Task brief:
Word for word, print each record, dropping any image it holds.

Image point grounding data
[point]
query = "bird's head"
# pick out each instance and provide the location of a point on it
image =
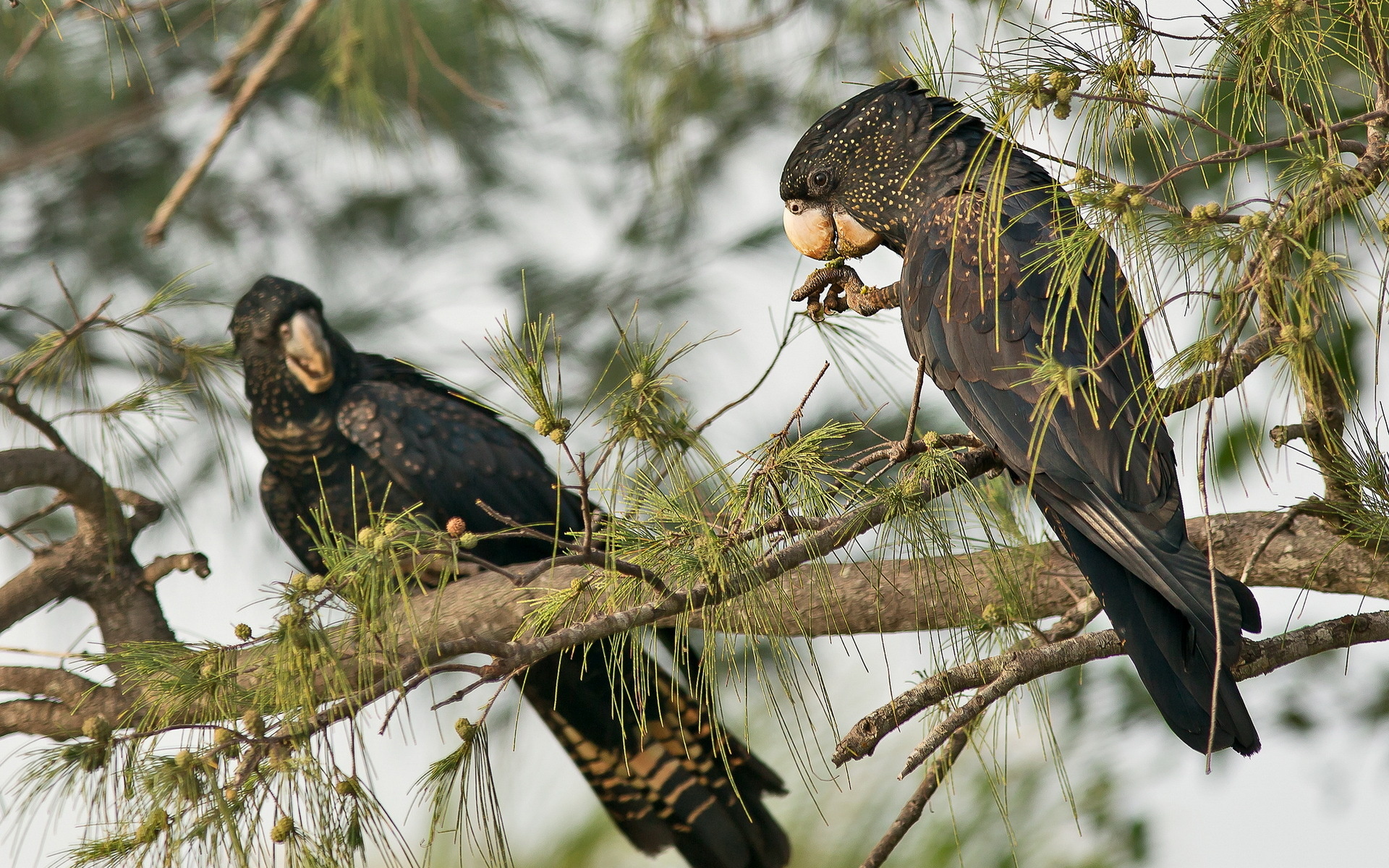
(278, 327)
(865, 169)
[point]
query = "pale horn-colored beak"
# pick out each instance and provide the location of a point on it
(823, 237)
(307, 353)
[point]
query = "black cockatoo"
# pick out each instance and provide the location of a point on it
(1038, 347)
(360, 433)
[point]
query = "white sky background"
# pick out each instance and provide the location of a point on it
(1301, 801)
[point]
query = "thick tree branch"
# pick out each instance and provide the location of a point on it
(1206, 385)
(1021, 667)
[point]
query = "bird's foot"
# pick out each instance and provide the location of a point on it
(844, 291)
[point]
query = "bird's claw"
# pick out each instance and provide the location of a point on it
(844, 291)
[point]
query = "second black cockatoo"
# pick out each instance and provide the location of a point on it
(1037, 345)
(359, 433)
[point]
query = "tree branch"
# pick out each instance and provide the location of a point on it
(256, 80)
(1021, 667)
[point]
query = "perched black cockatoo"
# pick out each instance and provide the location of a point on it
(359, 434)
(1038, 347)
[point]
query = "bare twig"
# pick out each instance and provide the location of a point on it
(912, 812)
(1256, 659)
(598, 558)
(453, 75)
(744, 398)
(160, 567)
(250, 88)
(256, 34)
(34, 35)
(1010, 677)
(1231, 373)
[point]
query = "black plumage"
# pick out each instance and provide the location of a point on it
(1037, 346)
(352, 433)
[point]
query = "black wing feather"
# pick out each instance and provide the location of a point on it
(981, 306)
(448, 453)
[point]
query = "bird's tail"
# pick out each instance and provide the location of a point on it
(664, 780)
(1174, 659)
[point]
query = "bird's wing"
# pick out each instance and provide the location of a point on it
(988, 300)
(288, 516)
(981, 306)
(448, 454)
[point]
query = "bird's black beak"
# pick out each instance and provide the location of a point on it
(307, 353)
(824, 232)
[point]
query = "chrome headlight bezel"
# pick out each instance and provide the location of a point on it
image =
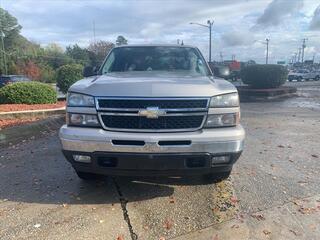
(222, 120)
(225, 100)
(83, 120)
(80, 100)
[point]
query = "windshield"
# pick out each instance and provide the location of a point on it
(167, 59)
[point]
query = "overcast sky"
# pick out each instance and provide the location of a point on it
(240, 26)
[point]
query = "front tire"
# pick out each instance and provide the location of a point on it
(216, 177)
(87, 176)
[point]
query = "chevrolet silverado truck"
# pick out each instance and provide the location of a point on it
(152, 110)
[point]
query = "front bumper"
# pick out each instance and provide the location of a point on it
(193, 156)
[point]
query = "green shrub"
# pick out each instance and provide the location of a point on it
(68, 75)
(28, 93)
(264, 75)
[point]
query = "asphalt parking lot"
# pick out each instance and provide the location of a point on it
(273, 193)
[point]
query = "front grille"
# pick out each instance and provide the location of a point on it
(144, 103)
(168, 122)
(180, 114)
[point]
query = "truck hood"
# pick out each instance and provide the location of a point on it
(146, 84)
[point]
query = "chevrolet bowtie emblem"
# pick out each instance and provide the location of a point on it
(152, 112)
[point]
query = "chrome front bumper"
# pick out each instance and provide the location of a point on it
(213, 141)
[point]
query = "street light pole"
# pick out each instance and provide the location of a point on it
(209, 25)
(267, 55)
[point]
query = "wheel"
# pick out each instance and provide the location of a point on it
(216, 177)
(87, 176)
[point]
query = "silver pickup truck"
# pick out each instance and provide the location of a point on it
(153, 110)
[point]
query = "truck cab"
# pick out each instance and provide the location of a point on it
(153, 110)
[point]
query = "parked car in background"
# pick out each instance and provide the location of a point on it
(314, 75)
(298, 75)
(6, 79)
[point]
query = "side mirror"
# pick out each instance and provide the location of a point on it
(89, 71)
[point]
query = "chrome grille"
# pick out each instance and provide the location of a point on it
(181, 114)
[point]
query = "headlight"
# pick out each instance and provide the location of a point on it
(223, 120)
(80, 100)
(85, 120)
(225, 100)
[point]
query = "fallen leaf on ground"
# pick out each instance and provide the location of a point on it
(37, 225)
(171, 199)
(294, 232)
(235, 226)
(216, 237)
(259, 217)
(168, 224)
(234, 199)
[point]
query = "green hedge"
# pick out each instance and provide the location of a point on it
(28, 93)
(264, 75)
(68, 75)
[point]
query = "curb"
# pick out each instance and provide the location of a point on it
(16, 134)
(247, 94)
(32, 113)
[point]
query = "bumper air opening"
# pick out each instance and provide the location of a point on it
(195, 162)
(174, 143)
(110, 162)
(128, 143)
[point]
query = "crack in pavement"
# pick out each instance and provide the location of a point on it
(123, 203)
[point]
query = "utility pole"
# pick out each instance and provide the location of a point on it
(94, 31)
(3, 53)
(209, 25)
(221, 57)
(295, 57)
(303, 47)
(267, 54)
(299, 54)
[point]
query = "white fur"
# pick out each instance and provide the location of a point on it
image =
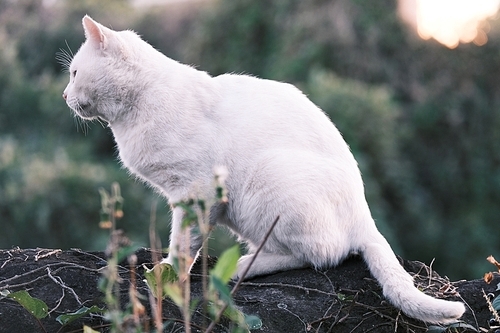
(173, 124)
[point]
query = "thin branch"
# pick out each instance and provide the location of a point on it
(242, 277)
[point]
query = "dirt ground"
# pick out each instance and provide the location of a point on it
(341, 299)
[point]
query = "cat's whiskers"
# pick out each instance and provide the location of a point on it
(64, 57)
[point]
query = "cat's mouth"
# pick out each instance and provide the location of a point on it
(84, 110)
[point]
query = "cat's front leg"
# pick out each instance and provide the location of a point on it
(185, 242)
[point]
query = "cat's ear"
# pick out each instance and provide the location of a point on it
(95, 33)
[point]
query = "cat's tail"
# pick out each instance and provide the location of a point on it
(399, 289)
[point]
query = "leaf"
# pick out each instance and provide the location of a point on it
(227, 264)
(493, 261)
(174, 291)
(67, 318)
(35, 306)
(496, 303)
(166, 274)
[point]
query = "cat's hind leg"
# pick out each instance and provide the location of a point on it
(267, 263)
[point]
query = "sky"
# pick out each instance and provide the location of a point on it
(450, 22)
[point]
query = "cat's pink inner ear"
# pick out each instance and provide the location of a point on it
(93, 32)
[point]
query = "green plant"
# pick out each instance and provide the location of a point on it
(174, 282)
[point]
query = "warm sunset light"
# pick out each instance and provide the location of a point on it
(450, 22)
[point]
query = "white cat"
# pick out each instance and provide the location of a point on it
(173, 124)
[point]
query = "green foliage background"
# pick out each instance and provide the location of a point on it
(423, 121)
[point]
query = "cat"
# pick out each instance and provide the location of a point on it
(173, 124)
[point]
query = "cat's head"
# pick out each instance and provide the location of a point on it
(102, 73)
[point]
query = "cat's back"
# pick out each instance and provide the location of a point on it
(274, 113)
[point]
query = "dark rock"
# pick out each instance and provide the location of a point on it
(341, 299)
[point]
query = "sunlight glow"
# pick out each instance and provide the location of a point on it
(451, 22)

Result for this task:
[point]
query = "bird's head"
# pick out each instance and provide the location of a point on it
image =
(278, 327)
(865, 169)
[point]
query = "pale horn-colored beak"
# pick out each instance and provide the location of a point on it
(823, 237)
(307, 353)
[point]
query = "black cockatoo"
# pick out each instance and provide the location of a point on it
(1038, 347)
(360, 433)
[point]
query = "white sky background"
# pick out each instance and provide the location of a point on it
(1301, 801)
[point]
query = "thick tree branch"
# pick out each instance and provide the location of a point on it
(1206, 385)
(1021, 667)
[point]
query = "bird's foot"
# pick out each instance and provide the location of a point on it
(844, 291)
[point]
query = "bird's claw"
# pick out each instance and provide the location of a point on it
(844, 291)
[point]
query = "second black cockatoo"
# pick out each instance and provide the location of a point on it
(1037, 345)
(359, 433)
[point]
query = "tree branch"
# pick out each instance and provide the location of a point on it
(256, 80)
(1021, 667)
[point]
query = "perched black cockatoo"
# pick out each instance and provide the location of a point on it
(359, 434)
(1038, 347)
[point]
query = "bare twig"
# pick out each instance and provide the location of a point on it
(912, 812)
(1256, 659)
(598, 558)
(453, 75)
(744, 398)
(160, 567)
(250, 88)
(256, 34)
(34, 35)
(1010, 677)
(1231, 373)
[point]
query = "black plumage"
# pick out each instance and provide the location of a point on it
(1037, 346)
(352, 433)
[point]
query = "black wing feather"
# pick out each instance and provide the location of a point on it
(981, 306)
(448, 453)
[point]
query = "bird's tail"
# pick out each instance and provide the location of a point on it
(664, 780)
(1174, 659)
[point]
query = "bird's wing"
# pick out each instance and provide the location of a point on it
(988, 300)
(288, 516)
(981, 306)
(448, 454)
[point]
query = "bird's black beak"
# pick out each instance and provide the location of a point on it
(307, 353)
(824, 232)
[point]
query = "chrome headlight bezel"
# pick out each instance and provide the location of a point on it
image =
(222, 120)
(225, 100)
(83, 120)
(80, 100)
[point]
query = "windshield"
# pick out each instance and provide the location of a point on it
(167, 59)
[point]
query = "overcast sky"
# pick out each instance and provide the location of a point on it
(240, 26)
[point]
query = "front tire"
# pick out each instance and provide the location of a point on it
(216, 177)
(87, 176)
[point]
query = "chevrolet silverado truck"
# pick out each instance and provide the location of a point on it
(152, 110)
[point]
query = "front bumper"
# pick out each instance and provide the location of a point on it
(193, 156)
[point]
query = "green shrub"
# pick out each instance and provide the location of a point on it
(68, 75)
(28, 93)
(264, 75)
[point]
query = "asphalt parking lot"
# pick out each instance and provide the location of a point on it
(273, 193)
[point]
query = "front grille"
# pick out each instance and provide the location of a point on it
(144, 103)
(168, 122)
(180, 114)
[point]
query = "truck hood"
# pick out each instance and provide the location of a point on it
(146, 84)
[point]
query = "chevrolet bowtie emblem"
# pick out each instance and provide the location of a point on it
(152, 112)
[point]
query = "chrome front bumper"
# pick out each instance and provide the location of a point on it
(213, 141)
[point]
query = "street light pole"
# pick out each instance and provide the location of a point on it
(209, 25)
(267, 55)
[point]
query = "wheel"
# pick out each instance and provide the location of a point on it
(216, 177)
(87, 176)
[point]
query = "silver pickup truck"
# pick out each instance and provide the location of a point on it
(153, 110)
[point]
query = "truck cab"
# pick out each instance and provide the location of a point on it
(153, 110)
[point]
query = "parked car in background"
# pick out each instance and provide the location of a point on it
(314, 75)
(298, 75)
(6, 79)
[point]
query = "side mirror"
# pick out each instance and provide the location of a point on it
(89, 71)
[point]
query = "chrome grille"
# pick out each instance and provide the location of a point on it
(181, 114)
[point]
query = "headlight"
# pick out each instance and provide the location of a point on it
(223, 120)
(80, 100)
(85, 120)
(225, 100)
[point]
query = "fallen leaf on ground"
# pick out each instance and provide the location of a point on it
(37, 225)
(171, 199)
(294, 232)
(235, 226)
(216, 237)
(259, 217)
(168, 224)
(234, 199)
[point]
query = "green hedge"
# pick out each instance and provide the location of a point on it
(28, 93)
(264, 75)
(68, 75)
[point]
query = "curb"
# pick out each instance and provide the location of a point on it
(16, 134)
(247, 94)
(32, 113)
[point]
query = "bumper air opening"
# pick out each instance and provide the location of a point on it
(195, 162)
(174, 143)
(110, 162)
(128, 143)
[point]
query = "crack in pavement"
# pick out each instance and provide the location of a point on it
(123, 203)
[point]
query = "utility pole"
# pick out each instance and provide the location of a point on it
(94, 31)
(3, 53)
(209, 25)
(221, 57)
(295, 57)
(303, 47)
(267, 54)
(299, 54)
[point]
query = "white fur"
# pick out each instance and provide the location of a point on it
image =
(173, 124)
[point]
query = "thin branch"
# pick out each instance and provide the location of a point on it
(242, 277)
[point]
query = "dirt ground"
# pick out each instance and provide the location of a point on it
(341, 299)
[point]
query = "cat's whiskers"
# pick out each instance and provide the location of a point on it
(64, 57)
[point]
query = "cat's mouth"
# pick out each instance and provide the location of a point on it
(84, 110)
[point]
query = "cat's front leg"
# pick out each instance and provide the location of a point on it
(185, 242)
[point]
query = "cat's ear"
# pick out each instance and provide the location of a point on it
(95, 33)
[point]
query = "cat's tail"
# pick out each instance and provide the location of a point on it
(399, 289)
[point]
query = "leaf"
# pick out each instance and provide the location of a point on it
(227, 264)
(493, 261)
(174, 291)
(67, 318)
(35, 306)
(496, 303)
(166, 274)
[point]
query = "cat's hind leg"
# pick out each instance and provide the location of a point on it
(267, 263)
[point]
query = "sky"
# pick out each instance and provide the location of a point on it
(450, 22)
[point]
query = "cat's pink inner ear"
# pick out each instance and provide the location of a point on it
(93, 32)
[point]
query = "green plant"
# pick out each instance and provide the location of a point on it
(174, 282)
[point]
query = "warm sunset light"
# pick out each instance and provide the location of a point on it
(450, 22)
[point]
query = "white cat"
# pick out each instance and provide the location of a point on it
(173, 124)
[point]
query = "green foliage background"
# pick out each instance and provide the location of a point on it
(423, 121)
[point]
query = "cat"
# pick out each instance and provide the location of a point on it
(173, 124)
[point]
query = "cat's head"
# pick out each instance and provide the location of a point on it
(102, 73)
[point]
query = "cat's back"
# pick out each instance and provide the location of a point on it
(274, 113)
[point]
query = "dark rock"
# pick out each instance and provide the location of a point on it
(341, 299)
[point]
query = "sunlight glow"
# pick out each instance and provide the location of a point on it
(451, 22)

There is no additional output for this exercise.